- What needs to be done
Rewrite the records from the start through the line containing "[379,699,405,720]", swapping "overcast sky" for "cloudy sky" and leaving everything else unchanged.

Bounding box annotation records
■ ■ ■ ■ ■ ■ ■

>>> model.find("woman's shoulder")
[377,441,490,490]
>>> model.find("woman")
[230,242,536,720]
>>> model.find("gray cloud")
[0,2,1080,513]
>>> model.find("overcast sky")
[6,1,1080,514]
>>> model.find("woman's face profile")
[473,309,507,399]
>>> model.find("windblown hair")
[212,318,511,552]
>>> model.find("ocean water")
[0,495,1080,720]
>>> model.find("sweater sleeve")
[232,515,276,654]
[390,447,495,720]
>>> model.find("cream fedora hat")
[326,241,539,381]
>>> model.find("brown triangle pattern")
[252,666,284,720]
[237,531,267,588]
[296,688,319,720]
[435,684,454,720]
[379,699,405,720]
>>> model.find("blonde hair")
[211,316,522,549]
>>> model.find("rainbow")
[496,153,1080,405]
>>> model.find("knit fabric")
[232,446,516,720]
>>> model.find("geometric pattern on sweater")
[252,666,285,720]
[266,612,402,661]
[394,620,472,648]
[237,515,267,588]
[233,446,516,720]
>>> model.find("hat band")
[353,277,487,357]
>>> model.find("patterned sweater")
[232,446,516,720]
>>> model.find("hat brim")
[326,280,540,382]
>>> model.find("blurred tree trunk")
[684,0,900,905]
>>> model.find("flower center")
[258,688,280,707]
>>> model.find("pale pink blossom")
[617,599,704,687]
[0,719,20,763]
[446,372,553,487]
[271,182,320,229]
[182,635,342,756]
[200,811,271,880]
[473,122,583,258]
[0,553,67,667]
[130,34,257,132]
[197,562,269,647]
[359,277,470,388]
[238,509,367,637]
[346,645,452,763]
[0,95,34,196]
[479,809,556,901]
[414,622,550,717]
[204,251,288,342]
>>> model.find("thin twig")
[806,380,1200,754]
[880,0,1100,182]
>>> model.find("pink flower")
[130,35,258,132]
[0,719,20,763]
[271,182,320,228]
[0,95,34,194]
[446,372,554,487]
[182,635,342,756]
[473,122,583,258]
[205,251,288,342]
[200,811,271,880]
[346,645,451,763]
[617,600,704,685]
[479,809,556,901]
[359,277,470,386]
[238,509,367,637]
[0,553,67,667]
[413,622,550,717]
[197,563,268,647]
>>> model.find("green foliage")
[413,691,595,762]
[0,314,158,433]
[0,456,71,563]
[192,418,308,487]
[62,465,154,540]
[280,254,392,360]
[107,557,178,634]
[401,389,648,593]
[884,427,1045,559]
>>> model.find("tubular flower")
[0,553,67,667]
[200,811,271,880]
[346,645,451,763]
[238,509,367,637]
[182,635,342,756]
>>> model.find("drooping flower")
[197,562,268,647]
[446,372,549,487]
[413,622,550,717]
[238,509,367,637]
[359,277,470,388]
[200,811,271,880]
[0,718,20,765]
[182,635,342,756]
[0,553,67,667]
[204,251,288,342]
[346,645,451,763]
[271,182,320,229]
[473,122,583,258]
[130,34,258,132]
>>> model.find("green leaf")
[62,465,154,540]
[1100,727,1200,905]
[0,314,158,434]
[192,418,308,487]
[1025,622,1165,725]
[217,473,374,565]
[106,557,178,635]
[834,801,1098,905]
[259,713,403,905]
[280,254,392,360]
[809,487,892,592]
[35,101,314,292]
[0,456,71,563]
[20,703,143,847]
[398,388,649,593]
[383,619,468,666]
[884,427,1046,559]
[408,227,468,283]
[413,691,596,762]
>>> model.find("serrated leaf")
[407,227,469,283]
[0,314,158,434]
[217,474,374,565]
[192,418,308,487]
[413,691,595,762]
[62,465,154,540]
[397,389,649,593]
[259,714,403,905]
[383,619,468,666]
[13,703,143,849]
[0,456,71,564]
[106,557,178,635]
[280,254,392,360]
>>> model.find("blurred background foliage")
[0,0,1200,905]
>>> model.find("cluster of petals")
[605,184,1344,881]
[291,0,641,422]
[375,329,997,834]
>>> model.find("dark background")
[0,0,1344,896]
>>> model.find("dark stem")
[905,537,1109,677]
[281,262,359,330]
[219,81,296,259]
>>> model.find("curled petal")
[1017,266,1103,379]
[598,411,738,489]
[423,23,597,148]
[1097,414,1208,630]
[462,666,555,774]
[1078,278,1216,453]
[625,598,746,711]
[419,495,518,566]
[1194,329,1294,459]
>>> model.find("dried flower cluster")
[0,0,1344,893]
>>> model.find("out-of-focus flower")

■ ■ ■ ■ ■ ■ ■

- Task output
>>> model.find("woman's shoulder")
[377,441,490,490]
>>> model.find("woman")
[230,242,536,720]
>>> model.find("gray cloud")
[0,2,1080,513]
>>> model.find("cloudy sky")
[6,1,1080,514]
>>> model.find("woman's face profile")
[473,309,507,399]
>>> model.find("windblown hair")
[212,318,511,552]
>>> model.find("ocean water")
[0,495,1080,720]
>>> model.find("sweater sleeve")
[232,515,276,654]
[390,447,495,720]
>>> model.find("cream fedora hat")
[326,241,539,381]
>>> model.find("brown triangle pattern")
[252,666,284,720]
[237,531,267,588]
[296,688,319,720]
[435,684,454,720]
[379,699,405,720]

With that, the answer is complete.